:: SUPPLIED DATA ::

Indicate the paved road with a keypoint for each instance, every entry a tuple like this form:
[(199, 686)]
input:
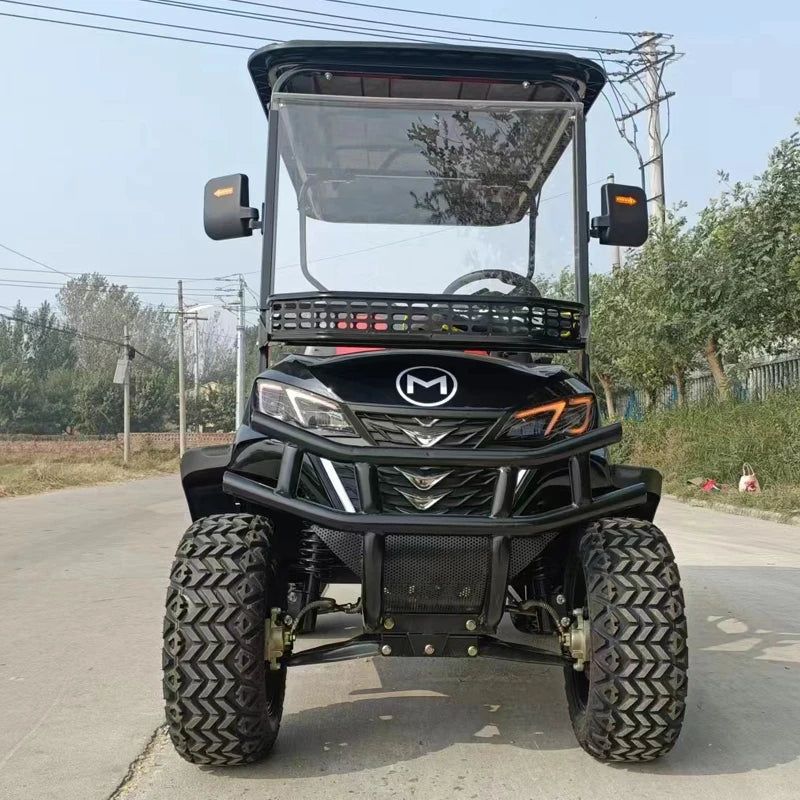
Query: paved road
[(82, 577)]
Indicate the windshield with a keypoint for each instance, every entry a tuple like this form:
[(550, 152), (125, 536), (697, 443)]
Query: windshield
[(393, 195)]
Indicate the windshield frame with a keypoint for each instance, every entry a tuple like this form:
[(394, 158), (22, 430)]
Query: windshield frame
[(274, 157), (580, 216)]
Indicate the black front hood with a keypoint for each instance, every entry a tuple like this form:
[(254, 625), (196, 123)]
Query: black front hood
[(427, 380)]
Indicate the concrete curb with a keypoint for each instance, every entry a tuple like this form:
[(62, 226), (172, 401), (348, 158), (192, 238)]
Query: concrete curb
[(740, 511)]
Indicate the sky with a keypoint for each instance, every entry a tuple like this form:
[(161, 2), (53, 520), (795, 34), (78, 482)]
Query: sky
[(107, 140)]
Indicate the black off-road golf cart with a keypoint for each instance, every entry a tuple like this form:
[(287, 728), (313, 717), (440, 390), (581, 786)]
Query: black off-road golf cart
[(411, 431)]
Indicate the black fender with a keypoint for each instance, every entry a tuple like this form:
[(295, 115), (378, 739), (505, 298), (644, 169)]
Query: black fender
[(626, 475), (201, 475)]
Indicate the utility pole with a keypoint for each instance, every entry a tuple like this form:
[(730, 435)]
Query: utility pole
[(616, 253), (181, 377), (197, 360), (654, 130), (126, 402), (648, 78), (240, 358)]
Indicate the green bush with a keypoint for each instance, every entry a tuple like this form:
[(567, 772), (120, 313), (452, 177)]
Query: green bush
[(714, 439)]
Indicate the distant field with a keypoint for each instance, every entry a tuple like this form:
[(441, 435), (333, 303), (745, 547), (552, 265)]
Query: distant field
[(44, 466)]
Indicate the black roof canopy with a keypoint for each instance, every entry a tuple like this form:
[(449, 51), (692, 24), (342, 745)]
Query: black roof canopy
[(434, 71)]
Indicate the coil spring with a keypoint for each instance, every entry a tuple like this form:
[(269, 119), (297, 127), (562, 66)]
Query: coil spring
[(314, 558)]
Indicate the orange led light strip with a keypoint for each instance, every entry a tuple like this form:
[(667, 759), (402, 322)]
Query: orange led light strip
[(558, 407)]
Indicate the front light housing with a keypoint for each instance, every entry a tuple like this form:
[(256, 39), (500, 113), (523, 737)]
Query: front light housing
[(304, 409), (568, 416)]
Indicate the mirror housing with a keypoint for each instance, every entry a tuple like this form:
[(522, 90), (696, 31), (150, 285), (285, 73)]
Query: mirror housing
[(226, 208), (624, 219)]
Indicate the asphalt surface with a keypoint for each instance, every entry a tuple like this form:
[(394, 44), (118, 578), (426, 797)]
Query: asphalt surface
[(82, 579)]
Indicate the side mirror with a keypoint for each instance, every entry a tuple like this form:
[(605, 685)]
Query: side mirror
[(226, 208), (624, 218)]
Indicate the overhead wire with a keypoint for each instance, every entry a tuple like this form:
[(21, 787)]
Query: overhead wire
[(79, 335), (136, 20), (418, 30), (481, 19), (116, 275), (380, 32), (121, 30)]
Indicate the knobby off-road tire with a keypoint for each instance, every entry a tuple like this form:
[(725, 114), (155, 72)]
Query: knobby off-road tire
[(223, 704), (629, 703)]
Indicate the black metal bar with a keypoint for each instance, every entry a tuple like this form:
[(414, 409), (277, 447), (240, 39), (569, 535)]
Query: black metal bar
[(581, 233), (504, 492), (268, 229), (359, 647), (289, 474), (496, 592), (434, 524), (509, 651), (368, 492), (369, 645), (423, 457), (580, 480), (372, 580)]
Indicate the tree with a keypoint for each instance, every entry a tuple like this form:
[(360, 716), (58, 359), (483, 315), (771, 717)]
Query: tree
[(486, 170), (93, 306)]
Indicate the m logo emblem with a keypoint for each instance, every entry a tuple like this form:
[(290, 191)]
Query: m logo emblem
[(426, 386)]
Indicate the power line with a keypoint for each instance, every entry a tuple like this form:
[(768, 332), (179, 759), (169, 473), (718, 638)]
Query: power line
[(122, 30), (155, 290), (411, 30), (481, 19), (114, 274), (32, 260), (137, 20), (78, 335)]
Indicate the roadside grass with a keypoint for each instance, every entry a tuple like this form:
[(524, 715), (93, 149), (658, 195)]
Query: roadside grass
[(25, 473), (713, 440)]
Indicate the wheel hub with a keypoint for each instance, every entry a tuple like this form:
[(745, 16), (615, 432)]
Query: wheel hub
[(577, 640)]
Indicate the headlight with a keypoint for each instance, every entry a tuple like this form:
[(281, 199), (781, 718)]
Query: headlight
[(304, 409), (569, 416)]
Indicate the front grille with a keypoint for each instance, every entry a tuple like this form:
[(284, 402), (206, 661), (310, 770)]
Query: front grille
[(421, 430), (436, 574), (436, 490)]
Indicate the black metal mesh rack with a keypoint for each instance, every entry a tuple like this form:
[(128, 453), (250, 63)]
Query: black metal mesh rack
[(395, 320)]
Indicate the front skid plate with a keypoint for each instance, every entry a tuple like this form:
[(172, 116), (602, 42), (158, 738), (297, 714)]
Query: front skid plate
[(425, 645)]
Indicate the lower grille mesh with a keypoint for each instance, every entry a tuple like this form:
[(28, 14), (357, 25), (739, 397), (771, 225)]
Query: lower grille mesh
[(442, 574)]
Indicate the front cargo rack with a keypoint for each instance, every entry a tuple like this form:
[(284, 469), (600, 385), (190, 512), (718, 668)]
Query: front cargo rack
[(499, 322)]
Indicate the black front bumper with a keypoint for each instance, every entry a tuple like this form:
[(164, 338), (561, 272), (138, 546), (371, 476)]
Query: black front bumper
[(498, 528), (370, 519)]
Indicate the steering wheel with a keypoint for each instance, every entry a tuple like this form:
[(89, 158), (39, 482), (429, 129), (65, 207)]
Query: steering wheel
[(521, 285)]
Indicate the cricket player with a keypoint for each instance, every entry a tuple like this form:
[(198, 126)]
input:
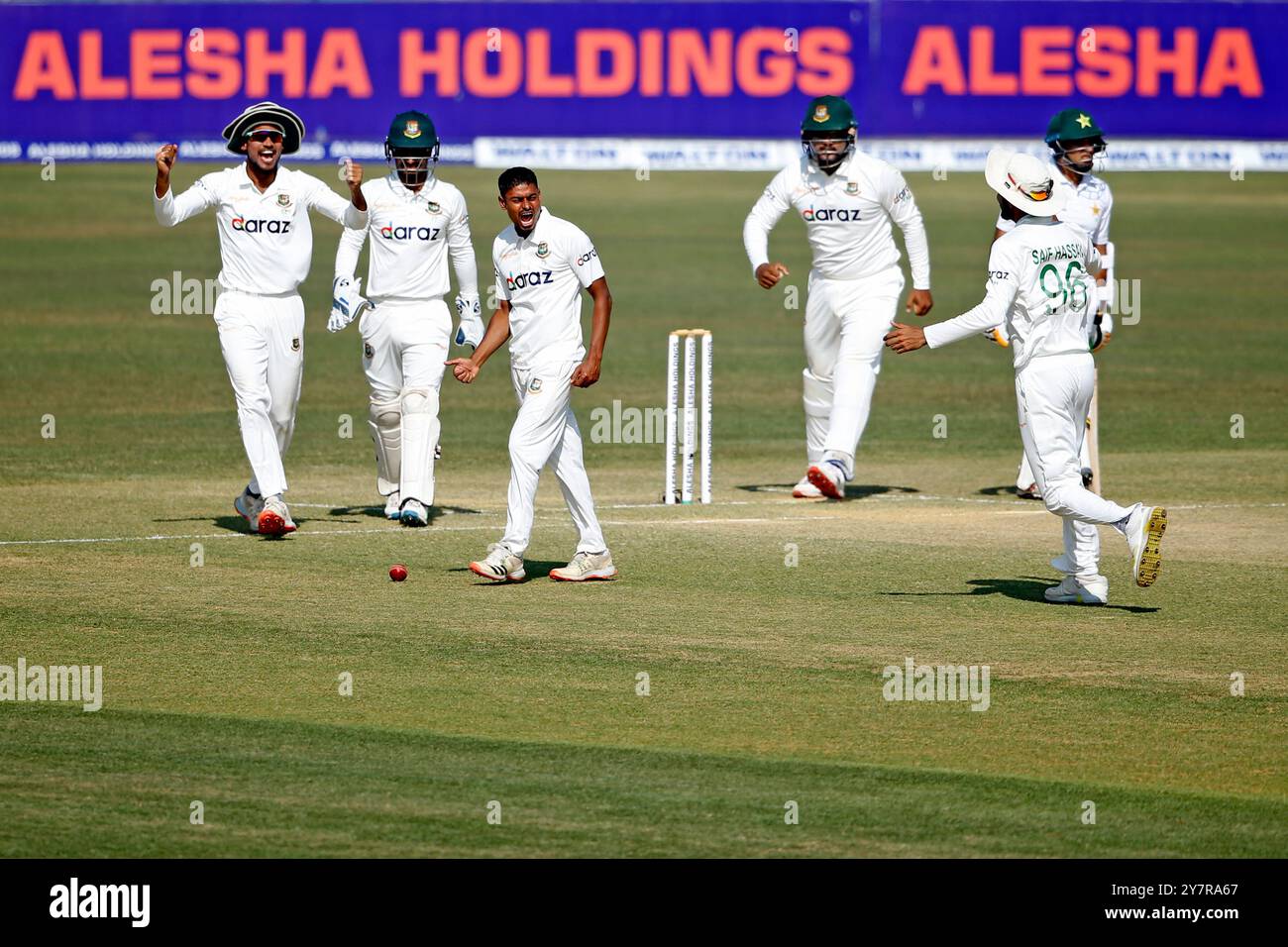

:::

### TASK OBJECTIVE
Exactness is what counts here: copy each entry as given and omit its pictures.

### RESULT
Indicate the paved road with a keypoint for each instance, every entry a tuple like this form:
[(199, 686)]
input:
Query: paved road
[(82, 577)]
Indicate the windshield with a keypoint for each instance, every entry a tuple like this form:
[(550, 152), (125, 536), (697, 443)]
Query: windshield
[(393, 195)]
Indicate the windshield frame with a keypoint for each instance, every entry a tuple like this form:
[(394, 158), (22, 430)]
Query: windshield frame
[(274, 157), (580, 216)]
Indicate the black front hood with a keypoint for each instance, every entry a tuple like this form:
[(254, 625), (196, 123)]
Query: black front hood
[(427, 380)]
Indicate the concrete curb with a keypoint for each instance, every entry a tuple like this form:
[(62, 226), (172, 401), (348, 158), (192, 238)]
Query: concrete curb
[(740, 511)]
Indicate the sky with a keypoint for each instance, every entry a tuple like this form:
[(161, 2), (53, 520), (795, 34), (78, 482)]
Query: sky
[(107, 140)]
Indicate the black off-road golf cart with a keypoint for each instance, every entry a tuple like this form:
[(287, 728), (313, 717), (440, 390), (581, 786)]
Query: black off-road golf cart
[(411, 431)]
Indicate the black fender with a keypoint for each instance, every entry a tuple like this form:
[(295, 115), (378, 739), (505, 298), (644, 169)]
Query: black fender
[(626, 475), (201, 475)]
Indicate the utility pole with a keypoint for each instance, every entry a tuple like this form:
[(730, 435)]
Query: utility pole
[(616, 253), (181, 377), (197, 360), (654, 130), (126, 402), (648, 78), (240, 358)]
Indicate the green bush with a keypoint for each instance, every entry a tuple like this form:
[(567, 772), (120, 313), (452, 177)]
Query: green bush
[(714, 439)]
Indicate the distant field with a keypoint for each instance, every entry a tuple like this form:
[(441, 435), (333, 303), (745, 547), (552, 265)]
Query: distant field
[(44, 466)]
Indicate the black roof canopy with a keypoint for each instance, every entry a tuple like this form:
[(449, 51), (692, 24), (342, 745)]
Query: black roof canopy
[(434, 71)]
Indicate the coil spring with a keypoint for each instance, every entry a tuple like this form:
[(269, 119), (297, 127), (562, 66)]
Query: coil spring
[(314, 558)]
Indicate the orange led light strip with a keypoint for each instance, every entry a tuple like this form:
[(667, 759), (402, 322)]
Query: orange led light strip
[(558, 407)]
Indicate the front light housing with a keypoint for each instance, every entry a tuple like this form:
[(256, 39), (500, 113), (523, 737)]
Query: front light housing
[(304, 409), (568, 416)]
Indicate the mirror housing with a keypoint for each instance, every entry a tuple like this form:
[(522, 90), (696, 31), (150, 285), (285, 73)]
Query: mirror housing
[(226, 208), (624, 219)]
Indicate the asphalt surface with a keypoint for each instance, every entry a tuple like this form:
[(394, 44), (118, 578), (426, 797)]
Query: asphalt surface
[(82, 579)]
Indicate the side mirror with a keypoint for each instance, every entry a tuple like this form:
[(605, 685)]
Query: side mirror
[(226, 208), (624, 218)]
Indicate the overhead wire with a keypoint for each instance, every entry a tuple like this form:
[(21, 787)]
Query: overhead wire
[(79, 335), (136, 20), (418, 30), (481, 19), (116, 275), (380, 32), (121, 30)]
Indicate the knobby off-road tire with a keypoint for each instance, every entry a tuple like this form:
[(725, 114), (155, 72)]
Query: knobby off-road tire
[(223, 704), (629, 703)]
Indicate the black metal bar with a keypoint for each instance, every entry a tuple like this form:
[(414, 409), (277, 447), (240, 39), (569, 535)]
Query: black metal bar
[(581, 233), (504, 492), (268, 229), (359, 647), (289, 474), (496, 592), (434, 524), (509, 651), (368, 492), (369, 645), (423, 457), (580, 480), (372, 580)]
Indicate the tree with a keypoint for each instance, every entry a tuple like this form:
[(360, 716), (58, 359), (483, 315), (771, 717)]
Query: tree
[(486, 170), (93, 306)]
Indicate the m logo emblem with a keypoint for each instance, every entry a tuple like this form:
[(290, 191)]
Query: m logo emblem
[(426, 386)]
Indicate the power line with a keypoint for each instance, every entry a tuple like this form:
[(768, 332), (179, 759), (169, 473), (718, 638)]
Query: power line
[(122, 30), (155, 290), (411, 30), (481, 19), (114, 274), (32, 260), (137, 20), (78, 335)]
Indicate the roadside grass with a keypoint for each instance, every entry a tuple like this form:
[(524, 715), (93, 149), (658, 195)]
Query: roadside grass
[(25, 473), (713, 440)]
Indicate the wheel hub with a keypoint for each instance, every entry a tuple like this form:
[(745, 16), (615, 432)]
Query: wheel hub
[(577, 640)]
Indicate the headlight with a keypoint for each instance, every entry a tuple like this form:
[(281, 199), (781, 718)]
Query: headlight
[(304, 409), (569, 416)]
Indicate the front grille with a keypoint for each instance, every entry a tuple like this form:
[(284, 402), (206, 661), (310, 770)]
Query: front grille
[(421, 430), (436, 574), (436, 490)]
Indicate the black metal mesh rack with a keypoint for each instance, every entry a tuple like this form:
[(128, 453), (250, 63)]
Query: black metal mesh rack
[(395, 320)]
Indicate the front skid plate with a keypoint for each instance, every entry a tuple like this form:
[(172, 116), (602, 42), (158, 738), (297, 714)]
Query: front skid plate
[(425, 645)]
Indicate the lower grille mesh with a keypoint for each instance, every entry a tuple like this form:
[(28, 14), (357, 25), (739, 397), (771, 225)]
Query: lower grille mesh
[(442, 574)]
Indicate the front cargo rack with a keypoint for each instance, every entry a tuple like this form:
[(284, 469), (600, 385), (190, 512), (718, 668)]
Query: front cargo rack
[(499, 322)]
Indicate the black front bumper with a keypoint for each instance, every entry a tuple like this form:
[(164, 338), (561, 272), (138, 546), (371, 476)]
Query: black front bumper
[(498, 528), (370, 519)]
Indicate the steering wheel with a keypoint for each instance, every entry a tuple like this form:
[(89, 158), (39, 482), (429, 129), (65, 207)]
Query: steering wheel
[(521, 285)]
Indicate the cricket player with a keypoint for each instance, every entry a tuple like this form:
[(198, 126)]
input:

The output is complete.